** Work required **
What is needed is an exact copy of every record below.

[[ Supplied data, beginning ]]

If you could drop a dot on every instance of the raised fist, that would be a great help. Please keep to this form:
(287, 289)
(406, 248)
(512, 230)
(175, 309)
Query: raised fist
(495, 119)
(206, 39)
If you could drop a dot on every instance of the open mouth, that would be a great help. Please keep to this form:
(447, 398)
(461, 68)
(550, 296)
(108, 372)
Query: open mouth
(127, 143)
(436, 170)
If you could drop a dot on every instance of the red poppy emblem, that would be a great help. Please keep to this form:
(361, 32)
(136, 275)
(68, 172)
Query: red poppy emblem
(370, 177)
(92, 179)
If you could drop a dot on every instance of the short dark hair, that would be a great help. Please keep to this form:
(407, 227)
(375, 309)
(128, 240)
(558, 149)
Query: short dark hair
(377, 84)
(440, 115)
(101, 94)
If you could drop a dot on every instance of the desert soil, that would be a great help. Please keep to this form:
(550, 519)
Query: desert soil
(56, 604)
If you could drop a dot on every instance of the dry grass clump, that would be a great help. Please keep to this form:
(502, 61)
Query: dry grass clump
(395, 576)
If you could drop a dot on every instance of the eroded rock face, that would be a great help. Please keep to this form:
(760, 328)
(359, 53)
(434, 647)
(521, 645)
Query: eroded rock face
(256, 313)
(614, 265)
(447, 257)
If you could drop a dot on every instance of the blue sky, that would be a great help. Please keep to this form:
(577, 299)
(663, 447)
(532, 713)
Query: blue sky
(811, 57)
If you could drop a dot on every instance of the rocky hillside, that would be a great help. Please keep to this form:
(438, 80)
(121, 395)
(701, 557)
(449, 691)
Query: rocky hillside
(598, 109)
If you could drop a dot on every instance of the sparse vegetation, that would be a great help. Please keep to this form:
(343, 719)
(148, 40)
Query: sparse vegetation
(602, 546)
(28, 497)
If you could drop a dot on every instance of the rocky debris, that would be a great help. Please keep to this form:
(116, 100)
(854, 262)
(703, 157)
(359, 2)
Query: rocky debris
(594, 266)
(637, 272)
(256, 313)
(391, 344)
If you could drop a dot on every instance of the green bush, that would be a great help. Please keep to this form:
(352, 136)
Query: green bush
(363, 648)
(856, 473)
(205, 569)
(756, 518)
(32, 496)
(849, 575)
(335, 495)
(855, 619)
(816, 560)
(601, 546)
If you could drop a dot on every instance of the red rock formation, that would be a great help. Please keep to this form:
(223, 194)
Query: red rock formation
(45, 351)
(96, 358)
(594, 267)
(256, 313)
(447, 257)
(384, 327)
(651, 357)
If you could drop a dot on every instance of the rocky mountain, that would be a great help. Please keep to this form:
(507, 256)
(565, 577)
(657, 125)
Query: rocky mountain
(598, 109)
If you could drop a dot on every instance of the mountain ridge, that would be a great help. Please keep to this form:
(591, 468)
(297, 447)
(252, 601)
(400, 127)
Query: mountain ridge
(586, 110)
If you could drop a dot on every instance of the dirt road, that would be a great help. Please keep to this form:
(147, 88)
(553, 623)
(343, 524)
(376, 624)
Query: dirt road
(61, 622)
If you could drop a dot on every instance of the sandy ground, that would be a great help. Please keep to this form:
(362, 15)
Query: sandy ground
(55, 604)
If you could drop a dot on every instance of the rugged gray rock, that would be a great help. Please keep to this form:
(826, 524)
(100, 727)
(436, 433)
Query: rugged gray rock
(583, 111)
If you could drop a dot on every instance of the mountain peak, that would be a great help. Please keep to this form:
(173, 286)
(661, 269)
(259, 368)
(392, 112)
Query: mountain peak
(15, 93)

[[ Supplied data, end ]]

** Result below **
If you could drop a dot on every instance of the raised fist, that would be a great help. Please keep to this form:
(287, 289)
(406, 248)
(512, 230)
(175, 309)
Query: raised fist
(495, 119)
(206, 39)
If you could drop a dot on every instance of the open mouth, that would be a great help. Please keep to this form:
(447, 398)
(461, 68)
(550, 296)
(108, 372)
Query: open mouth
(127, 143)
(436, 170)
If you could drop a dot on every instance of the red poppy emblem, that would be a great help. Please keep to this form:
(361, 32)
(136, 275)
(68, 172)
Query: red poppy emblem
(370, 177)
(92, 179)
If you could drop a dot on every instance of the short dark hair, that would be a great help. Please keep to this form:
(407, 227)
(375, 309)
(128, 240)
(558, 149)
Query: short dark hair
(377, 84)
(440, 115)
(101, 94)
If you could drop a dot on every instance of the desert soil, that would be a great help. Please keep to this form:
(550, 519)
Query: desert soil
(56, 604)
If you could drop a dot on every instance of the dry grass clump, that would be a great help. Please keep to this form:
(502, 61)
Query: dry grass clump
(395, 576)
If you could drop a dot on every instance of the eroded rock face, that would be a great help. Please keep to this form:
(760, 328)
(359, 53)
(434, 647)
(521, 645)
Query: eroded rock face
(256, 313)
(614, 265)
(447, 257)
If you could drop a dot on every instance of the blue sky, that would be a great help. Please keep to this form:
(577, 299)
(663, 447)
(532, 713)
Query: blue sky
(811, 57)
If you could drop a dot on every instance of the rocky hillside, that would be a great help. Please keep to this form:
(438, 80)
(121, 395)
(701, 557)
(449, 691)
Query: rocky hillside
(598, 109)
If you could drop a dot on every instance of the sparse vegetation, that would be a great help. Please keep to this form:
(343, 719)
(148, 40)
Query: sparse vegetation
(602, 546)
(28, 497)
If you could drop a dot on every instance of the rocky debris, that would be a great help. Please keep to this form:
(116, 100)
(854, 262)
(703, 157)
(359, 2)
Query: rocky debris
(594, 266)
(637, 272)
(256, 313)
(391, 344)
If you could drop a dot on every instance of the green bush, that would be a great help. Please keep to this form:
(352, 136)
Query: green bush
(363, 648)
(856, 473)
(205, 569)
(756, 518)
(32, 496)
(849, 575)
(335, 495)
(855, 619)
(816, 560)
(601, 546)
If you could drop a dot on every instance of the red rock formation, that would be a great help. Please keep to this form:
(223, 194)
Query: red rock formation
(45, 351)
(96, 358)
(594, 267)
(256, 313)
(447, 257)
(384, 327)
(651, 357)
If you could drop a dot on every instance of the rocky mountain, that would be a great help. Please keep to this form:
(507, 256)
(565, 577)
(657, 125)
Query: rocky mountain
(598, 109)
If you could drop a dot on every instance of the mountain ridge, that would be a great help. Please keep to this form:
(591, 468)
(297, 447)
(252, 601)
(400, 127)
Query: mountain ridge
(586, 110)
If you could drop a dot on every instance of the dirt road, that would be a great help. Please keep to this form:
(147, 88)
(553, 623)
(343, 524)
(376, 624)
Query: dirt road
(61, 622)
If you could drop a dot on every instance of the sandy ground, that would be a great help. Please keep to this form:
(362, 15)
Query: sandy ground
(55, 604)
If you could drop a dot on every instance of the rugged gray rock, that would be a great help. Please keep to this form:
(826, 524)
(100, 727)
(436, 433)
Query: rugged gray rock
(583, 111)
If you could drop a dot on every instance of the mountain peak, that would be a great help. Please keep to this form:
(173, 286)
(661, 269)
(259, 368)
(392, 112)
Query: mountain peak
(15, 93)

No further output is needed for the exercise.